=== Excerpt to read ===
Oh my dear heart, my person has already moved on and I am sorry it is taking me so much time to accept this!

I kept telling myself the ‘train story’. Remember that? It’s the one where both you and I are travelling in a toy train, across the misty mountains, slowly, blissfully; people come and go, at their paces. We watched them travel, we watched them as they arrived at their stations and parted ways with their companions on the journey. We wondered how they must have felt- those who left, and those who stayed behind.

This is how my situation was. It was my turn to de-board that train I was travelling in, and I thought I understood how the ones who went away might have felt.

That’s why I panicked when I saw my relationship shattering- I could see that my station was approaching, and I figured that I would have to finally leave- I was scared. I felt like I didn’t belong to the rest of the journey ahead. I knew I had been dreading that very situation for months. I had been trying hard to come to terms with a lot of situations.

But knowing me, dear heart, I suppose, you would know by now, the person whom you call yours is an intense person. Me and my person, we began in a certain way, and for me, that was the deal for all the time ahead. Now, the person has already moved on, and I am sorry it is taking me so much time to accept this and to understand that we can’t stay in the same zone forever.
===
→ Actions to take
A – In the letter, what landscape does the toy train cross in the "train story"?
B – Rewrite the part of the letter that begins at the words "I kept telling" and stops after "might have felt.", putting "steam train" wherever "toy train" appears.
=== Recorded information ===
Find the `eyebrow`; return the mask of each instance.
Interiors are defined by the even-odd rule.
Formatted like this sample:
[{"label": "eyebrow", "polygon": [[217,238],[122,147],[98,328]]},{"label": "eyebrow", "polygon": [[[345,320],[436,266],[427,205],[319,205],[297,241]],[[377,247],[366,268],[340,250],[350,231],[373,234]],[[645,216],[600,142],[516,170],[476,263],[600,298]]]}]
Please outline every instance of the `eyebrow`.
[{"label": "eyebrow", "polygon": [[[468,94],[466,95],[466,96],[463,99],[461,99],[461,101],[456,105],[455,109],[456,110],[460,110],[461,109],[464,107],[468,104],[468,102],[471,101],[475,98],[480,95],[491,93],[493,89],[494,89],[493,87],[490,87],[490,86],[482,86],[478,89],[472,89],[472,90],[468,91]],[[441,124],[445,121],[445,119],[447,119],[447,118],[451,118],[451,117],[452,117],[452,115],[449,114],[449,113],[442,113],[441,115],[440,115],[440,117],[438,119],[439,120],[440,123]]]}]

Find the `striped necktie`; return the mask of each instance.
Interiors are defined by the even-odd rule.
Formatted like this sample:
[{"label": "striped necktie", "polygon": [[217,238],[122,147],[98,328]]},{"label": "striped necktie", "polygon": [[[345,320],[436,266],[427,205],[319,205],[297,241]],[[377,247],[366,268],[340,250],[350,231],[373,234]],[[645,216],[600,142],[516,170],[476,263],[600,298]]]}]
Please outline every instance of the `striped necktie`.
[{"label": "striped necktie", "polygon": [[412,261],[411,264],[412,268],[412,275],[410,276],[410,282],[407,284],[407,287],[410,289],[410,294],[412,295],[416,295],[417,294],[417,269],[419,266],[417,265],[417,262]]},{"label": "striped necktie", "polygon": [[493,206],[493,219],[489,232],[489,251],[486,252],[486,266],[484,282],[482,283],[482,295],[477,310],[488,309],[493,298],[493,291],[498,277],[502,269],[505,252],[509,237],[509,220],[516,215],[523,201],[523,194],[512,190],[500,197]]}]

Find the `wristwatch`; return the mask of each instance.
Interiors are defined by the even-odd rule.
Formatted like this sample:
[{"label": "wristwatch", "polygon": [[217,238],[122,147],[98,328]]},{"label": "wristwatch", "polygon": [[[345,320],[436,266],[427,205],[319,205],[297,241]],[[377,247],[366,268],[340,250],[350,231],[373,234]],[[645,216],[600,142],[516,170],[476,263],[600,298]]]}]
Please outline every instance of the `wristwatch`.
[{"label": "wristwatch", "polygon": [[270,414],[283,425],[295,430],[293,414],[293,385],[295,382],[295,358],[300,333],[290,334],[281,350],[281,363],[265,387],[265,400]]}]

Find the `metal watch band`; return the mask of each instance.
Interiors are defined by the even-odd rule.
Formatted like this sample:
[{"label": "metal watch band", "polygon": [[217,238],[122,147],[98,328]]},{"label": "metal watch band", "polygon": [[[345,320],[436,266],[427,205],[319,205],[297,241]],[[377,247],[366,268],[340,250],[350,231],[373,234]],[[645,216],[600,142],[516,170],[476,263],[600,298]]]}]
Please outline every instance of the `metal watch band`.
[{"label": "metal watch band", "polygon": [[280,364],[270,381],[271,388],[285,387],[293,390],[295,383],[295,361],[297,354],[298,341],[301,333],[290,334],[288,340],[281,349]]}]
===
→ Full solutions
A – The misty mountains.

B –
I kept telling myself the ‘train story’. Remember that? It’s the one where both you and I are travelling in a steam train, across the misty mountains, slowly, blissfully; people come and go, at their paces. We watched them travel, we watched them as they arrived at their stations and parted ways with their companions on the journey. We wondered how they must have felt- those who left, and those who stayed behind.

This is how my situation was. It was my turn to de-board that train I was travelling in, and I thought I understood how the ones who went away might have felt.